Selected extract:
☆ ☆ ☆ ☆ ☆ ☆ ☆

I was once told that in the business world a “learning opportunity” is just a translation for “I went through some pain or a loss of money”, and “experience” is just a collection of learning opportunities. So why is it that we feel the need to collectively gain experience on our career path? To quote a poplar hip hop artist Earl Simmons, “sometimes it takes pain to make the brain smarter” is a statement that many have lived first hand including yours truly, so I am here to share my experience with you on these matters.
How can we still reduce the impact of a learning opportunity while gaining a form of experience? We rely upon other people’s experiences by putting in plans. With recent events this past year the contingency plans of many companies were put to the test, these plans can also be called BC/DR (Business Continuity / Disaster Recovery) plans and have been around for many years. In the late 1990’s at the turn of the century businesses had a plan for the roll over to 2000, planning paid off as there were very few if any disruptions to services and utilities that we all feared would come to a grinding halt. Only until after the tragic events of September 11th 2001 did companies start to take a look at BC/DR plans and put effort and credence into business continuity planning. The fact that buildings, infrastructure, and services can come to an abrupt end became the focus for many executives who were now faced with a learning opportunity to gain experience in a new lesson of running a business.

☆ ☆ ☆ ☆ ☆ ☆ ☆

Data section:

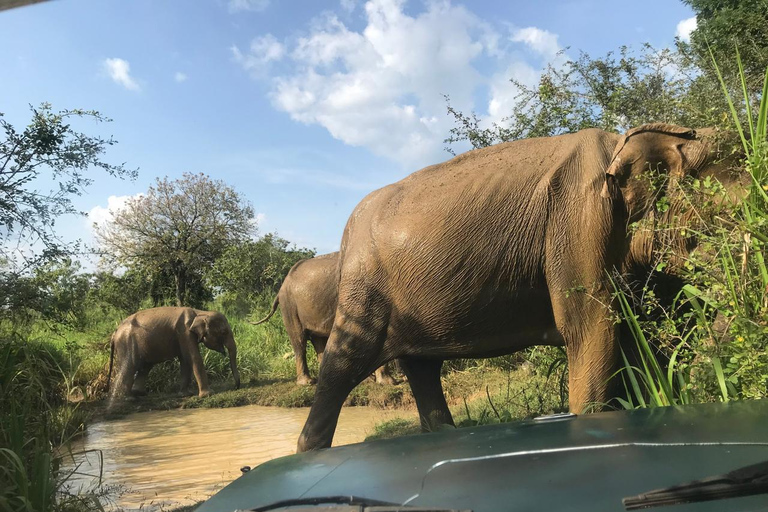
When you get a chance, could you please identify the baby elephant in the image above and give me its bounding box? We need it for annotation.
[107,307,240,400]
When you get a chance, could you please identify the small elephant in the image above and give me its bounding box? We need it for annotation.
[298,123,736,452]
[250,252,395,386]
[107,307,240,400]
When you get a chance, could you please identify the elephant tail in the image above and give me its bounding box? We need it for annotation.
[107,334,115,393]
[248,295,280,325]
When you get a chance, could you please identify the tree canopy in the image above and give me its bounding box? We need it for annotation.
[207,233,315,314]
[96,173,256,306]
[0,103,136,267]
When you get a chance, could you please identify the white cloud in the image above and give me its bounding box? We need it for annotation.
[104,58,141,91]
[87,193,144,229]
[340,0,357,12]
[227,0,269,12]
[675,16,696,42]
[231,0,560,168]
[487,61,539,124]
[511,27,560,59]
[230,34,285,76]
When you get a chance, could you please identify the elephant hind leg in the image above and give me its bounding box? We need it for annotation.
[108,341,136,409]
[400,358,455,432]
[283,312,315,386]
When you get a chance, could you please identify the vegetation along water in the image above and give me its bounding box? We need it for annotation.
[0,0,768,512]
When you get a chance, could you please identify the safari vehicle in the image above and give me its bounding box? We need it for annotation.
[197,400,768,512]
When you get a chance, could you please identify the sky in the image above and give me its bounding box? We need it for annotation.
[0,0,696,262]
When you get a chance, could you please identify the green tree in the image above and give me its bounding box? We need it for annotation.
[206,233,315,315]
[0,103,136,269]
[96,173,255,306]
[681,0,768,91]
[445,45,727,152]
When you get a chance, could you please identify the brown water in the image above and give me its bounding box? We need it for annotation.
[63,405,408,509]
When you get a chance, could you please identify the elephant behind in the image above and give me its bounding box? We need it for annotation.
[107,307,240,401]
[251,252,395,385]
[298,124,732,451]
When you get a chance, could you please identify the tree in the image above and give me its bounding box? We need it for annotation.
[681,0,768,91]
[445,45,727,152]
[96,173,255,306]
[0,103,136,268]
[206,233,315,314]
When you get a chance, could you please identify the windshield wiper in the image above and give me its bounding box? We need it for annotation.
[621,461,768,510]
[248,496,472,512]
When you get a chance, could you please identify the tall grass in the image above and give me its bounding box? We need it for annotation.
[0,336,100,512]
[614,52,768,408]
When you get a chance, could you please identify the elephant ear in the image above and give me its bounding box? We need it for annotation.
[194,315,208,343]
[605,123,703,181]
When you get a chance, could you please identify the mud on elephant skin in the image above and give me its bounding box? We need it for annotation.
[298,124,736,452]
[250,252,396,386]
[107,307,240,403]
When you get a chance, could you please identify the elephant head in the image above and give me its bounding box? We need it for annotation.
[189,312,240,389]
[603,123,735,268]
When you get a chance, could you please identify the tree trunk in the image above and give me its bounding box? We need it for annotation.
[174,265,187,307]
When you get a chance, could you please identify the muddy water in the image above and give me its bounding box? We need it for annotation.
[63,406,408,510]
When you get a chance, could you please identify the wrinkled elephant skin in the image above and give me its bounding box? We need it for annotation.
[109,307,240,404]
[298,124,728,451]
[253,252,395,385]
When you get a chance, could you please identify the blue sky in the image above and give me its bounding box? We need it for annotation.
[0,0,695,262]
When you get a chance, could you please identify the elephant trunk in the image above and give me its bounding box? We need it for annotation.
[226,338,240,389]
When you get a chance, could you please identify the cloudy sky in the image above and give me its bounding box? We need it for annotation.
[0,0,695,260]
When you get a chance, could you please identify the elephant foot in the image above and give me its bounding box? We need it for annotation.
[296,375,317,386]
[376,375,399,386]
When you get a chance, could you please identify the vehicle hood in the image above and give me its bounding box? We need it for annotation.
[197,400,768,512]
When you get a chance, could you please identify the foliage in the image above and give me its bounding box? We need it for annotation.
[682,0,768,92]
[96,174,254,306]
[445,44,725,152]
[0,337,101,512]
[206,233,315,316]
[616,53,768,408]
[0,103,136,272]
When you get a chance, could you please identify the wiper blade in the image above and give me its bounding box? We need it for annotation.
[248,496,472,512]
[621,461,768,510]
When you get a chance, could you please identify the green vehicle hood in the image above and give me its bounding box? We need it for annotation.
[197,400,768,512]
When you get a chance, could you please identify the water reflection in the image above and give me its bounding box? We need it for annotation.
[63,405,403,509]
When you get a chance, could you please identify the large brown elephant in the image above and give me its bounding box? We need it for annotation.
[298,124,728,452]
[251,252,395,385]
[107,307,240,400]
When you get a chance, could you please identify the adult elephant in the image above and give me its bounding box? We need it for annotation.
[251,252,395,386]
[298,124,728,452]
[107,307,240,400]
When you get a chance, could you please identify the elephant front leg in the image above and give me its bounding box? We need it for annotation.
[293,340,316,386]
[374,363,397,386]
[554,293,619,414]
[297,316,384,453]
[184,343,212,398]
[400,358,455,432]
[133,363,152,396]
[179,357,192,396]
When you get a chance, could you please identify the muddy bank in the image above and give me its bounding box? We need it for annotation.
[64,406,408,510]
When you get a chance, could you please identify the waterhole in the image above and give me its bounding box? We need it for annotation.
[65,405,407,510]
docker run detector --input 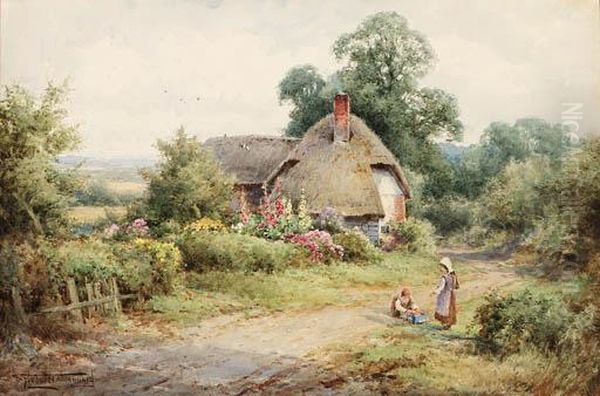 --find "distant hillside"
[438,143,469,162]
[58,154,156,183]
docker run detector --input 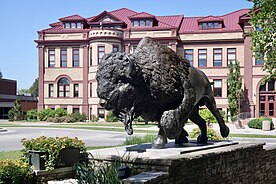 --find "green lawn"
[0,150,21,160]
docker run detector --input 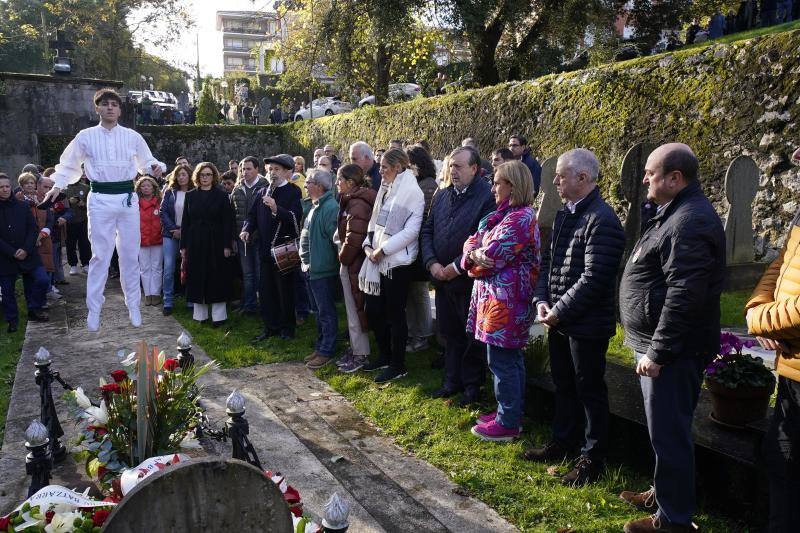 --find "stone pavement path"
[0,276,516,532]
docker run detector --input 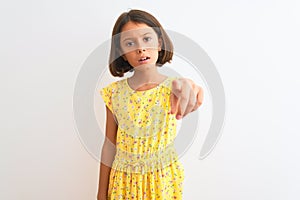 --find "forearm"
[98,142,115,197]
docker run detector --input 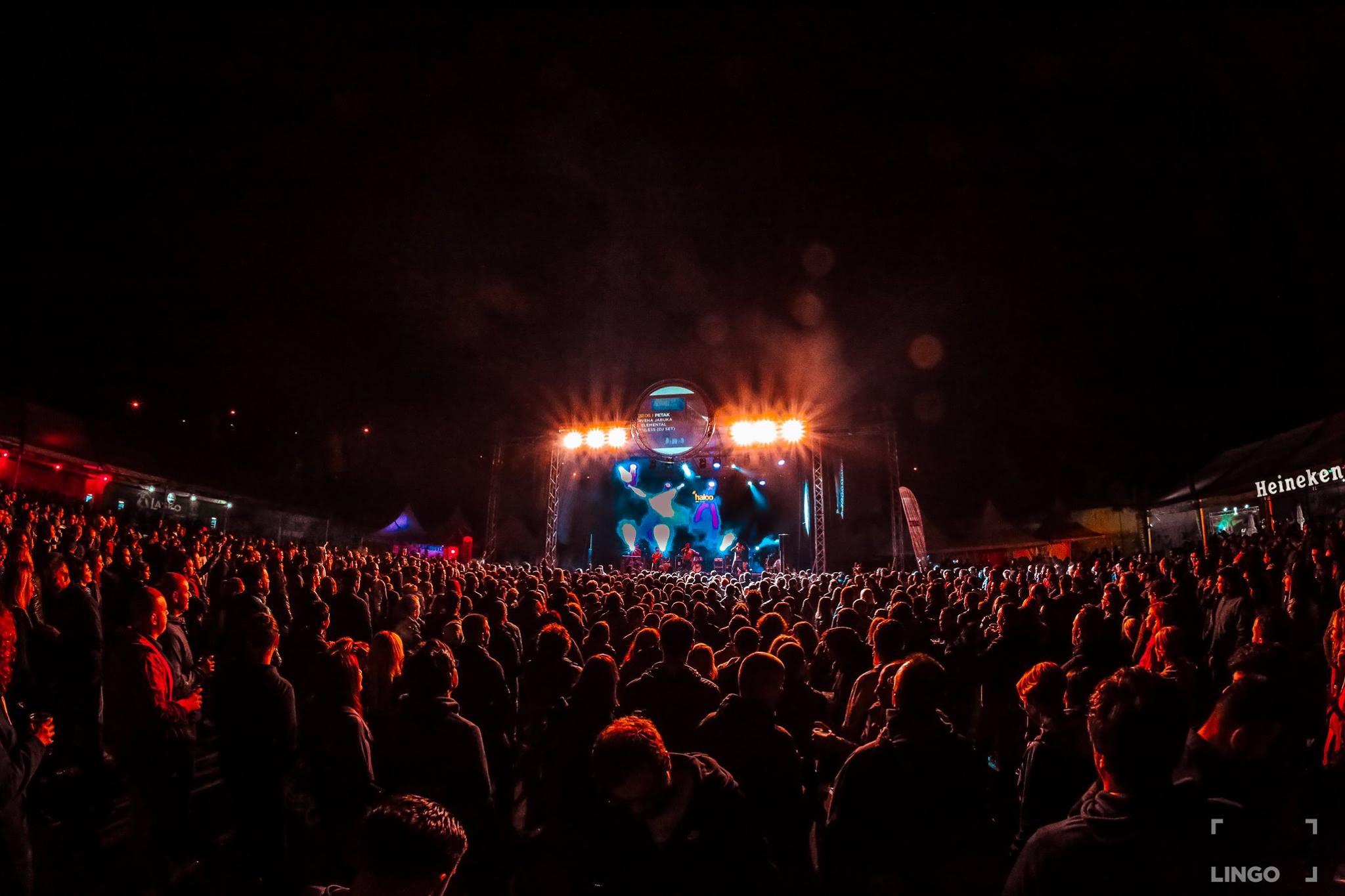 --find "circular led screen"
[635,380,713,457]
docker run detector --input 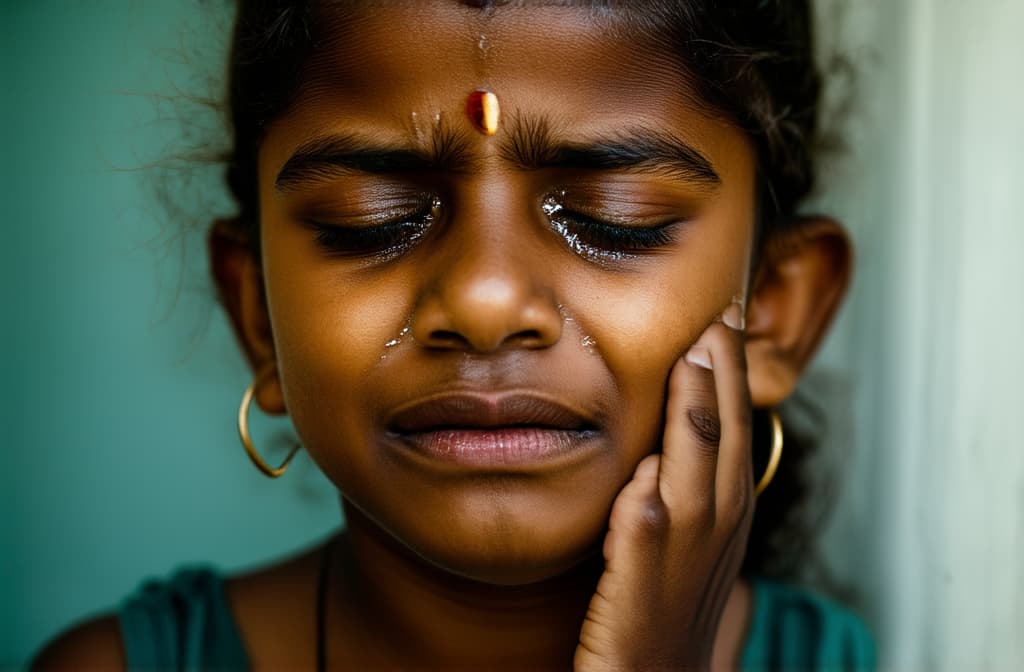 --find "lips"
[387,392,599,467]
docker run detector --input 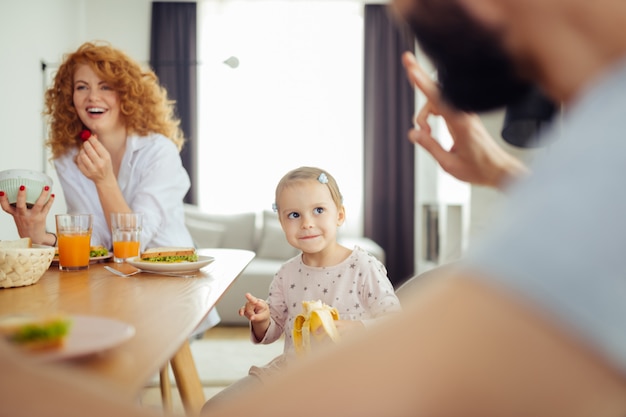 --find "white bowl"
[0,169,52,208]
[0,245,55,288]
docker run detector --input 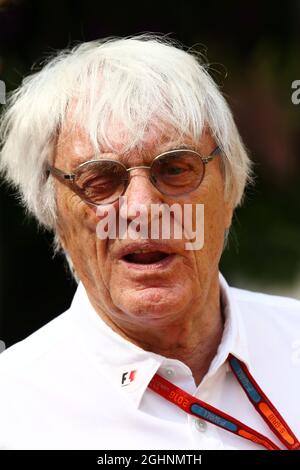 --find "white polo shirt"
[0,274,300,450]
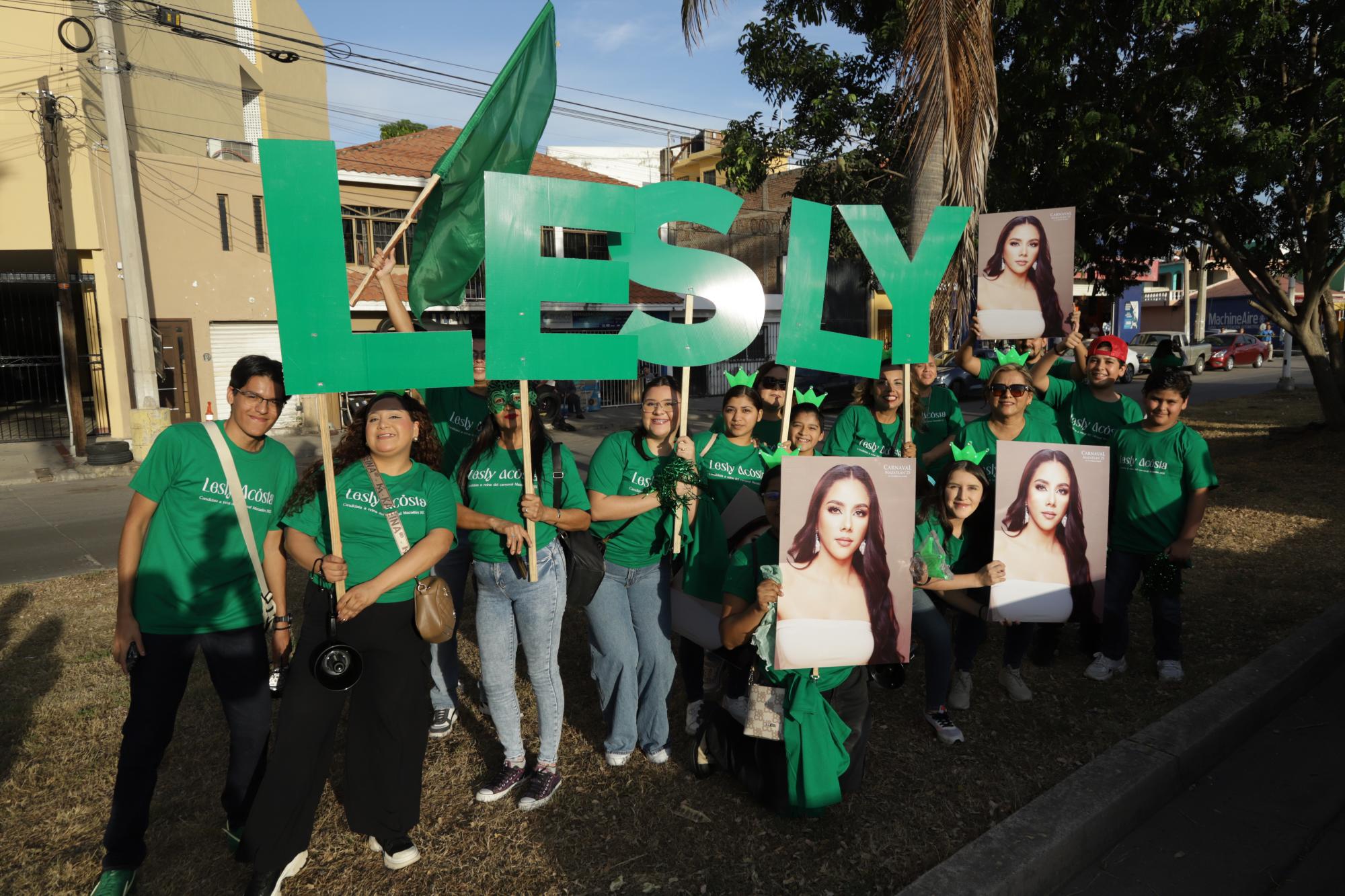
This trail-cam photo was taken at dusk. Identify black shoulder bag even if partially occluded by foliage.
[551,441,635,607]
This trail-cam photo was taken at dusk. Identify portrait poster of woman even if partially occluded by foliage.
[976,207,1075,339]
[990,441,1111,623]
[775,458,916,669]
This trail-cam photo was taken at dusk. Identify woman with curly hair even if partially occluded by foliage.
[238,391,457,896]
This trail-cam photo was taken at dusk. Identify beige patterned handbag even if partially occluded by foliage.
[742,665,784,740]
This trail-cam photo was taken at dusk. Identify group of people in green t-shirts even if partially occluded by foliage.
[87,311,1217,893]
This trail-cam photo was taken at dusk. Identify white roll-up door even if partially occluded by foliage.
[210,321,303,429]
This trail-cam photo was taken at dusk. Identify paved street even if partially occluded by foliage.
[0,358,1311,584]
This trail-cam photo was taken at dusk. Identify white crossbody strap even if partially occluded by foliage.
[202,422,276,631]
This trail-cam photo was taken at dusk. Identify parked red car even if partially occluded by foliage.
[1205,332,1270,370]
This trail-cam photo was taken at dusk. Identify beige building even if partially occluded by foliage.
[0,0,330,441]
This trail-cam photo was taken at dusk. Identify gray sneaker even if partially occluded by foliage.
[948,669,971,709]
[999,666,1032,704]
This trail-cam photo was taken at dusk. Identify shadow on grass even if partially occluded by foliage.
[0,589,65,782]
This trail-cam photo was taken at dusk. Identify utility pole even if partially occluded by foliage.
[38,75,86,458]
[93,1,159,410]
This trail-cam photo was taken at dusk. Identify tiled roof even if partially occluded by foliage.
[346,268,682,305]
[336,125,629,187]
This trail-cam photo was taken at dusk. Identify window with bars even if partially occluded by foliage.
[340,206,416,266]
[253,196,266,253]
[215,192,231,251]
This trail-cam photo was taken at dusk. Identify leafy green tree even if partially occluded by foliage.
[989,0,1345,430]
[378,118,428,140]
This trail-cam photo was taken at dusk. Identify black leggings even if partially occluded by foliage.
[238,583,430,873]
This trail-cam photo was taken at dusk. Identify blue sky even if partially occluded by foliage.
[303,0,857,147]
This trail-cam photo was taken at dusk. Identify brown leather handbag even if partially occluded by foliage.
[363,458,457,645]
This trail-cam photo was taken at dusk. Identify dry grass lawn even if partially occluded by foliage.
[0,393,1345,893]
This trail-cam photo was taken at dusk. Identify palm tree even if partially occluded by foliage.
[682,0,999,341]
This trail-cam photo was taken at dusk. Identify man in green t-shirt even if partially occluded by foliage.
[420,332,490,737]
[1084,367,1219,682]
[94,355,296,893]
[1032,331,1145,445]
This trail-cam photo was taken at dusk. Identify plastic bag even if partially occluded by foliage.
[911,530,952,581]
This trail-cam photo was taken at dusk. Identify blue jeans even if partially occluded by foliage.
[429,529,472,709]
[586,561,677,754]
[473,540,565,763]
[1102,551,1181,661]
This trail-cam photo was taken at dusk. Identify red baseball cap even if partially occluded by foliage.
[1088,336,1130,363]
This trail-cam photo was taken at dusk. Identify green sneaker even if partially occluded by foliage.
[225,819,243,856]
[91,868,140,896]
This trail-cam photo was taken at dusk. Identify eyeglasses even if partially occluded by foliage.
[990,382,1028,398]
[234,389,288,413]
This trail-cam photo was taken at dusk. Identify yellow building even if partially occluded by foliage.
[0,0,330,441]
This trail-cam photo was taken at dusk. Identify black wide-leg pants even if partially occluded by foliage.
[238,575,430,872]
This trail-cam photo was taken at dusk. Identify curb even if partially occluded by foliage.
[901,603,1345,896]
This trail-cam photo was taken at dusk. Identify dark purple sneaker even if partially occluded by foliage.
[476,764,527,803]
[518,768,561,813]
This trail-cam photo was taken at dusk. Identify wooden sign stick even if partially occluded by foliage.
[518,379,537,581]
[672,293,695,555]
[317,395,346,600]
[350,175,438,308]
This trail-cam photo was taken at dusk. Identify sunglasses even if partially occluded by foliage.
[990,382,1028,398]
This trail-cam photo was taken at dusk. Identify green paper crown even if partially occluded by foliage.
[760,445,799,470]
[724,367,756,389]
[995,348,1032,364]
[952,441,990,464]
[794,386,830,407]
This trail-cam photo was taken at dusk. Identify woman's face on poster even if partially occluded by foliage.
[816,479,870,563]
[943,470,985,520]
[1002,223,1041,277]
[1028,460,1071,533]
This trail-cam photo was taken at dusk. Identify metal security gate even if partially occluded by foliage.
[0,272,108,442]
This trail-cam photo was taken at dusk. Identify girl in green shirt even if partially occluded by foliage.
[453,380,589,810]
[585,376,698,767]
[822,362,921,458]
[238,391,457,893]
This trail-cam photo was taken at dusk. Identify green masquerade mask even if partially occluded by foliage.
[486,379,537,414]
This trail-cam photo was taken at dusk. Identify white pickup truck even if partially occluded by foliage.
[1130,329,1215,376]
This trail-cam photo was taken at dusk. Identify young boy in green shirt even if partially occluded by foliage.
[1084,367,1219,682]
[94,355,297,893]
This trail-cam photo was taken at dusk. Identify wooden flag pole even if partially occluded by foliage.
[350,175,438,308]
[672,292,695,555]
[317,395,346,600]
[518,379,537,581]
[901,364,911,450]
[780,364,798,451]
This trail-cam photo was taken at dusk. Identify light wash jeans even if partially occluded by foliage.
[586,560,677,754]
[429,529,472,709]
[473,538,565,763]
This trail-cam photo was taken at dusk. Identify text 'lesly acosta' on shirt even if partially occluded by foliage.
[1108,421,1219,555]
[588,430,672,569]
[284,462,457,604]
[452,445,589,564]
[694,432,765,510]
[130,421,297,635]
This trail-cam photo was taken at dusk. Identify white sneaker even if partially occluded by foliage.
[999,666,1032,704]
[1084,653,1126,681]
[925,706,967,744]
[1158,659,1186,684]
[721,694,748,725]
[369,834,420,870]
[948,669,971,709]
[686,700,705,735]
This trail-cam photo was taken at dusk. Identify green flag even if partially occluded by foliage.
[408,3,555,317]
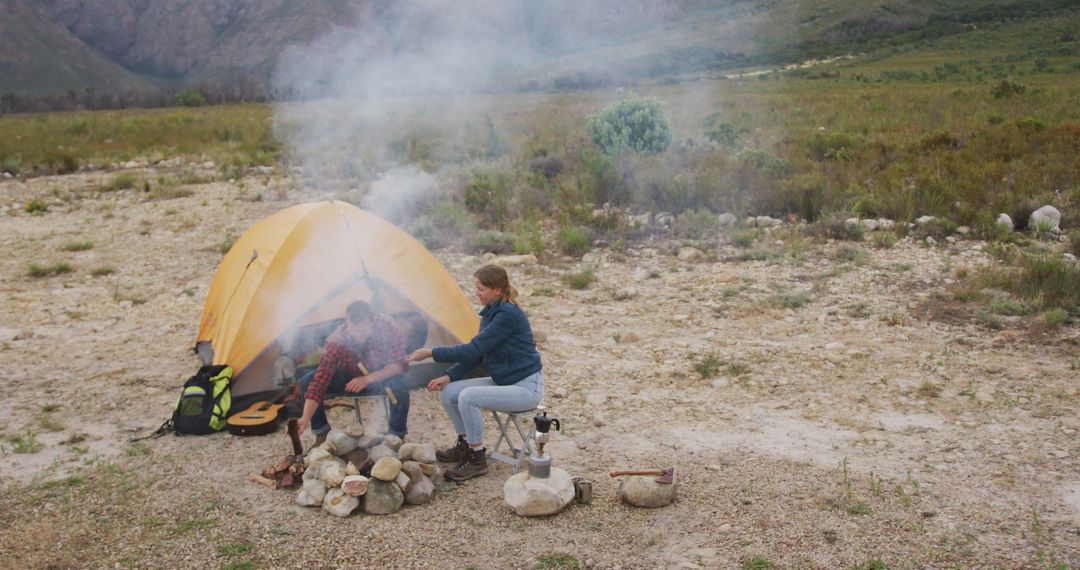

☆ ☆ ☆ ☆ ☆ ☆ ☆

About this exercise: Carry on the piece about business continuity and disaster recovery planning, picking up right after its last sentence. The rows are separate from the piece on business continuity planning.

Output of the task:
The collective business community has gained experience in the form of time at the turn of the century, disaster in the form of terrorism, disaster in the form of natural events like Fukashima 2011, and now in the form of a pandemic. But what is next? No one knows exactly what is next, but we can still plan for it, by dusting off the contingency plan and incorporating some of the trends that have been occurring in the technological industry.
Many of the events that have occurred in the recent years are horrific and life changing disasters but it doesn’t take the magnitude of a terrorist strike or a raging tsunami to level a business, it can be as simple as an employee clicking on a link embedded in a phishing email to unleash an encryption attack or devious actions as shutting down a platform for political or social unrest reasons.
The commodity under attack in all cases is data, the data owned by a company is its lifeblood and if that lifeblood is not protected by an evolving business continuity / disaster recovery plan the risk for a “learning opportunity” is quite high. With the wide adoption of public cloud computing planning for rapid data mobility, protection and recovery should be at the foundation of every CEO’s business continuity plan.